Listing from a collection:
..........

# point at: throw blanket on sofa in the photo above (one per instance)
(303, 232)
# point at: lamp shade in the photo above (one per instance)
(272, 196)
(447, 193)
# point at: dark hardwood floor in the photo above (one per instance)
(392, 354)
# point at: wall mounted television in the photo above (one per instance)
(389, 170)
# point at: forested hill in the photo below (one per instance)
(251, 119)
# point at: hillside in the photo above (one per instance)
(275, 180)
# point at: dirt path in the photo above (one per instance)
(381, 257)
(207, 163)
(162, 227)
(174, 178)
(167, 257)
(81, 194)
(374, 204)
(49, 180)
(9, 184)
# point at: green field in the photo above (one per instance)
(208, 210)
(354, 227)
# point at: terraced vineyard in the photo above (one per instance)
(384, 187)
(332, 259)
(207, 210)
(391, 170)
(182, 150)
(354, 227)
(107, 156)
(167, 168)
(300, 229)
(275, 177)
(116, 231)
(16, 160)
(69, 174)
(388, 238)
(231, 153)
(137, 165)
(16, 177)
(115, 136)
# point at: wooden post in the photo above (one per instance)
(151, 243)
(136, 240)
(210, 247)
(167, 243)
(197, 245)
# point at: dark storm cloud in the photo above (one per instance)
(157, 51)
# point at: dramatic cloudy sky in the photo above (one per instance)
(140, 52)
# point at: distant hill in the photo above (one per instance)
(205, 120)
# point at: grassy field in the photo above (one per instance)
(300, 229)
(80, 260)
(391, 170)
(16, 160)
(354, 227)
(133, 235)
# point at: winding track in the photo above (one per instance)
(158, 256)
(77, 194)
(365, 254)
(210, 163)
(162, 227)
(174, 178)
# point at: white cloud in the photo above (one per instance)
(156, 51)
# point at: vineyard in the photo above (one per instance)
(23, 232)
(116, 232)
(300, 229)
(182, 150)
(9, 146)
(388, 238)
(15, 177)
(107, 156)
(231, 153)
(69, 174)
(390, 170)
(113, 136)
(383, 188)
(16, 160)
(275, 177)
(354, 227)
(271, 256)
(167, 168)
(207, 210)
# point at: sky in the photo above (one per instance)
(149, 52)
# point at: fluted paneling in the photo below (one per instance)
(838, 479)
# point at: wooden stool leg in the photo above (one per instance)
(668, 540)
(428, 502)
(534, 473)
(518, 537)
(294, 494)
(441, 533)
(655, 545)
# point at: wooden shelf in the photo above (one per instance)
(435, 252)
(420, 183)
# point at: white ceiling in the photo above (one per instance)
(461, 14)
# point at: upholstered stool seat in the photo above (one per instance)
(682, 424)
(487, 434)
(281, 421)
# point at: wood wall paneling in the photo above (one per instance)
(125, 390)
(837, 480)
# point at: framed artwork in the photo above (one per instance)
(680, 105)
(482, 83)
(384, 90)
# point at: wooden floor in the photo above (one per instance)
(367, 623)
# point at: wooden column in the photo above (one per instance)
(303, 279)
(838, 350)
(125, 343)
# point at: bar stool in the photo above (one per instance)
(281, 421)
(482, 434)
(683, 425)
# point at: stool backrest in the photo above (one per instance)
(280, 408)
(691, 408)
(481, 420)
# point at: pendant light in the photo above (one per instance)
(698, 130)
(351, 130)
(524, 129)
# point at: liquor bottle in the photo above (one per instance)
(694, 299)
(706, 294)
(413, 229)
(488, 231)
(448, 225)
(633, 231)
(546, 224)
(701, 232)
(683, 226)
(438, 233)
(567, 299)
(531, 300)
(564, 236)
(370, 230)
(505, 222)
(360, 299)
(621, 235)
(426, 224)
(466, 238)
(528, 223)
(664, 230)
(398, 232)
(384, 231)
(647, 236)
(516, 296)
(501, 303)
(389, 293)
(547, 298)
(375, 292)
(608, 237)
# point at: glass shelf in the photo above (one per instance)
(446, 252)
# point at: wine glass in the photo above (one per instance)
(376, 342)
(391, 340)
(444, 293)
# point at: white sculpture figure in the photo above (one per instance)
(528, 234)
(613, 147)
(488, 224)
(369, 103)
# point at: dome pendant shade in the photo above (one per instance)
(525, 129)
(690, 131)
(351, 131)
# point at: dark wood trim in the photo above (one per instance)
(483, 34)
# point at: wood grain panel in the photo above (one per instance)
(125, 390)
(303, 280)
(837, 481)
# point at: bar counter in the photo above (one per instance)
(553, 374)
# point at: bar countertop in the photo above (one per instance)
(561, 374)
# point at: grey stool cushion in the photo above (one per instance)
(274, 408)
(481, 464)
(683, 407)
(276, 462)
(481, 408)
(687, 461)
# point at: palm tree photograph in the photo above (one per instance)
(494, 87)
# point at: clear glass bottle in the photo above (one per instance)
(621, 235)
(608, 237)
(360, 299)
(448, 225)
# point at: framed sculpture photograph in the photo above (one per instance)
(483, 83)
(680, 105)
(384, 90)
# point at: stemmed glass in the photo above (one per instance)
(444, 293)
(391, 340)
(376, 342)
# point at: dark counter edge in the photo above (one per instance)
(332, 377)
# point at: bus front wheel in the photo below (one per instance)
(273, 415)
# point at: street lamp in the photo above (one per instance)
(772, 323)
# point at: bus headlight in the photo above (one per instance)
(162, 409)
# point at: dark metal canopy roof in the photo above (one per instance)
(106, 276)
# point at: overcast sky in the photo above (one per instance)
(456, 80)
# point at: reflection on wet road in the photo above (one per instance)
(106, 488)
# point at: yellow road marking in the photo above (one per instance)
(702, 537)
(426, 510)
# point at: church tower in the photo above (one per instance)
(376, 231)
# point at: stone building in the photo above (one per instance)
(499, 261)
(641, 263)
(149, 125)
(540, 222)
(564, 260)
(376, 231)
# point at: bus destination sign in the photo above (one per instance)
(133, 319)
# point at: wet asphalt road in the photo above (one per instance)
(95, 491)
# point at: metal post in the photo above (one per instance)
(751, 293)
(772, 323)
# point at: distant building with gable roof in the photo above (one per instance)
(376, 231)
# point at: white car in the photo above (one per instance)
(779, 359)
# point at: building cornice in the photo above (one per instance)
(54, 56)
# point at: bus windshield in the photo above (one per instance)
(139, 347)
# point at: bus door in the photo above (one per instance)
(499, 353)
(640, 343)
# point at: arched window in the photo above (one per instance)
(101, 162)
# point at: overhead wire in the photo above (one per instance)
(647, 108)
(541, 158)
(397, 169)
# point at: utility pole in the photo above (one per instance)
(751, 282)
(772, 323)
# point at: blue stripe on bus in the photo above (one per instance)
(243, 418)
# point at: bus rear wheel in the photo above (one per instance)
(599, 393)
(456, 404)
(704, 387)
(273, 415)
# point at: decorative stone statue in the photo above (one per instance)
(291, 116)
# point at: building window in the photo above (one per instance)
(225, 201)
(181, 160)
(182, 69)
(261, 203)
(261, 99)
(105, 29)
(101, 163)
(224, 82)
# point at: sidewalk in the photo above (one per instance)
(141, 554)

..........

▶ **STATED EXERCISE**:
Write out every line of the listing above as a JSON array of strings, one string per line, skipping any blank lines.

▶ **WRITTEN RESPONSE**:
[
  "# point at: throw blanket on sofa in the photo above (one per instance)",
  "(303, 232)",
  "# point at: lamp shade in the photo above (one per instance)",
  "(272, 196)",
  "(447, 193)",
  "# point at: dark hardwood floor in the photo above (one per instance)",
  "(392, 354)",
  "# point at: wall mounted television in the photo above (one per instance)",
  "(389, 170)",
  "# point at: forested hill in the photo below (one per instance)",
  "(251, 119)",
  "# point at: hillside in the photo above (one per instance)",
  "(275, 180)",
  "# point at: dirt path in the photo above (one per instance)",
  "(381, 257)",
  "(207, 163)",
  "(162, 227)",
  "(174, 178)",
  "(167, 257)",
  "(81, 194)",
  "(374, 204)",
  "(49, 180)",
  "(9, 184)",
  "# point at: green field in the photo above (one per instance)",
  "(208, 210)",
  "(354, 227)",
  "# point at: terraced vineyard in the photo above (one per instance)",
  "(384, 187)",
  "(332, 259)",
  "(207, 210)",
  "(391, 170)",
  "(182, 150)",
  "(354, 227)",
  "(107, 156)",
  "(167, 168)",
  "(300, 229)",
  "(275, 177)",
  "(116, 231)",
  "(16, 160)",
  "(69, 174)",
  "(388, 238)",
  "(231, 153)",
  "(137, 165)",
  "(16, 177)",
  "(115, 136)",
  "# point at: wooden post in the photo above (one per instance)",
  "(151, 243)",
  "(136, 240)",
  "(210, 247)",
  "(167, 243)",
  "(197, 245)",
  "# point at: dark storm cloud in the photo above (one per instance)",
  "(157, 51)",
  "# point at: dramatic cloudy sky in the photo above (one per instance)",
  "(140, 52)",
  "# point at: distant hill in the photo above (one per instance)",
  "(205, 120)",
  "# point at: grassy field in the photo above (one per instance)",
  "(300, 229)",
  "(80, 260)",
  "(391, 170)",
  "(16, 160)",
  "(354, 227)",
  "(133, 235)",
  "# point at: winding track in the photo above (one per instance)",
  "(158, 256)",
  "(77, 194)",
  "(365, 254)",
  "(210, 163)",
  "(162, 227)",
  "(174, 178)",
  "# point at: white cloud in the photo above (one per instance)",
  "(156, 51)",
  "# point at: vineyard in the photo above (one per instance)",
  "(23, 232)",
  "(116, 232)",
  "(300, 229)",
  "(182, 150)",
  "(9, 146)",
  "(388, 238)",
  "(15, 177)",
  "(107, 156)",
  "(231, 153)",
  "(69, 174)",
  "(390, 170)",
  "(113, 136)",
  "(383, 188)",
  "(16, 160)",
  "(275, 177)",
  "(354, 227)",
  "(271, 256)",
  "(167, 168)",
  "(207, 210)",
  "# point at: sky in the photo above (one per instance)",
  "(149, 52)",
  "# point at: fluted paneling in the photo below (one per instance)",
  "(838, 479)",
  "# point at: wooden stool leg in the photo above (one per instance)",
  "(668, 540)",
  "(428, 502)",
  "(534, 473)",
  "(518, 537)",
  "(294, 494)",
  "(441, 533)",
  "(655, 545)",
  "# point at: wooden shelf in the photo above (one per instance)",
  "(435, 252)",
  "(420, 183)",
  "# point at: white ceiling in the photo above (one per instance)",
  "(461, 14)",
  "# point at: upholstered stool seat in the photo above (one per instance)",
  "(682, 424)",
  "(487, 434)",
  "(281, 421)",
  "# point at: wood wall paneling in the photo above (one per instance)",
  "(125, 390)",
  "(837, 480)",
  "# point at: framed artwork in the photo above (one per instance)",
  "(680, 105)",
  "(482, 83)",
  "(384, 90)",
  "# point at: wooden floor in the photo above (one per instance)",
  "(367, 623)",
  "# point at: wooden column in the photo above (one per instance)",
  "(303, 279)",
  "(838, 350)",
  "(125, 343)",
  "# point at: bar stool in the photo above (one per instance)",
  "(281, 421)",
  "(482, 434)",
  "(683, 425)",
  "# point at: stool backrest in the photo above (one per instance)",
  "(280, 408)",
  "(691, 408)",
  "(481, 420)",
  "# point at: pendant light in the photo above (one per instance)",
  "(698, 130)",
  "(351, 130)",
  "(524, 129)",
  "# point at: liquor bottle in the photo above (one per instance)",
  "(694, 299)",
  "(706, 294)",
  "(413, 229)",
  "(488, 231)",
  "(448, 225)",
  "(633, 231)",
  "(546, 224)",
  "(701, 232)",
  "(683, 226)",
  "(438, 233)",
  "(567, 299)",
  "(531, 300)",
  "(564, 236)",
  "(370, 230)",
  "(505, 222)",
  "(360, 299)",
  "(621, 235)",
  "(426, 224)",
  "(466, 238)",
  "(528, 223)",
  "(664, 230)",
  "(398, 232)",
  "(384, 231)",
  "(647, 236)",
  "(516, 296)",
  "(501, 303)",
  "(389, 293)",
  "(547, 298)",
  "(375, 292)",
  "(608, 237)",
  "# point at: glass shelf in the photo above (one per instance)",
  "(446, 252)",
  "# point at: wine glass in the photo above (one per instance)",
  "(376, 342)",
  "(391, 340)",
  "(444, 293)",
  "# point at: white sculpture figure in the photo above (one per instance)",
  "(528, 234)",
  "(613, 147)",
  "(488, 224)",
  "(369, 103)",
  "# point at: dome pendant shade in the photo above (one per instance)",
  "(525, 129)",
  "(690, 131)",
  "(351, 131)",
  "# point at: dark wood trim in the photo above (one per instance)",
  "(483, 34)",
  "# point at: wood grain panel in the photo above (one per instance)",
  "(125, 390)",
  "(303, 280)",
  "(837, 481)",
  "# point at: bar counter in the photo above (one per instance)",
  "(553, 374)",
  "# point at: bar countertop in the photo above (one per instance)",
  "(561, 374)",
  "# point at: grey stool cushion in the photo above (one per instance)",
  "(274, 408)",
  "(481, 464)",
  "(683, 407)",
  "(276, 462)",
  "(481, 408)",
  "(687, 461)",
  "# point at: palm tree photograph in the photo above (one per instance)",
  "(494, 87)",
  "# point at: clear glass bottle in the photo above (one per instance)",
  "(621, 235)",
  "(608, 237)",
  "(360, 299)",
  "(448, 225)",
  "# point at: framed sculpture photograph in the photo above (one per instance)",
  "(483, 83)",
  "(680, 105)",
  "(384, 90)",
  "# point at: stemmed glass in the photo above (one per instance)",
  "(444, 293)",
  "(391, 340)",
  "(376, 342)",
  "# point at: dark counter edge in the photo above (one per instance)",
  "(332, 377)",
  "# point at: bus front wheel in the photo below (one per instance)",
  "(273, 415)",
  "# point at: street lamp in the photo above (one per instance)",
  "(772, 323)",
  "# point at: bus headlight in the photo above (one per instance)",
  "(162, 409)",
  "# point at: dark metal canopy roof in the photo above (one per instance)",
  "(106, 276)",
  "# point at: overcast sky in the photo above (one per instance)",
  "(456, 80)",
  "# point at: reflection on wet road in the photo above (one per instance)",
  "(106, 488)",
  "# point at: yellow road marking in the photo above (one per instance)",
  "(702, 537)",
  "(426, 510)",
  "# point at: church tower in the photo above (one per instance)",
  "(376, 231)",
  "# point at: stone building in the photo above (one per instance)",
  "(499, 261)",
  "(641, 263)",
  "(149, 125)",
  "(540, 222)",
  "(564, 260)",
  "(376, 231)",
  "# point at: bus destination sign in the photo above (one per instance)",
  "(133, 319)",
  "# point at: wet asphalt road in the photo above (one per instance)",
  "(95, 491)",
  "# point at: metal post in the photo above (one per instance)",
  "(751, 293)",
  "(772, 323)",
  "# point at: distant building with gable roof in the photo above (one per instance)",
  "(376, 231)",
  "# point at: white car in the photo above (one per instance)",
  "(779, 359)",
  "# point at: building cornice in the photo above (one per instance)",
  "(54, 56)",
  "# point at: bus windshield in the photo above (one per instance)",
  "(139, 347)",
  "# point at: bus door in the photo above (one per instance)",
  "(499, 353)",
  "(640, 343)",
  "# point at: arched window in the photo above (one per instance)",
  "(101, 162)",
  "# point at: overhead wire in the photo above (one per instance)",
  "(647, 108)",
  "(541, 158)",
  "(397, 169)",
  "# point at: utility pole in the photo above (one per instance)",
  "(751, 282)",
  "(772, 323)",
  "# point at: blue stripe on bus in the photo above (one per instance)",
  "(243, 418)",
  "# point at: bus rear wheel in the photo above (one per instance)",
  "(599, 393)",
  "(456, 404)",
  "(704, 387)",
  "(273, 415)",
  "# point at: decorative stone statue in the photo above (one per instance)",
  "(291, 116)",
  "# point at: building window in the photo above (one per instance)",
  "(225, 201)",
  "(181, 160)",
  "(182, 69)",
  "(261, 203)",
  "(261, 99)",
  "(105, 29)",
  "(101, 163)",
  "(224, 82)",
  "# point at: sidewalk in the photo above (one per instance)",
  "(141, 554)"
]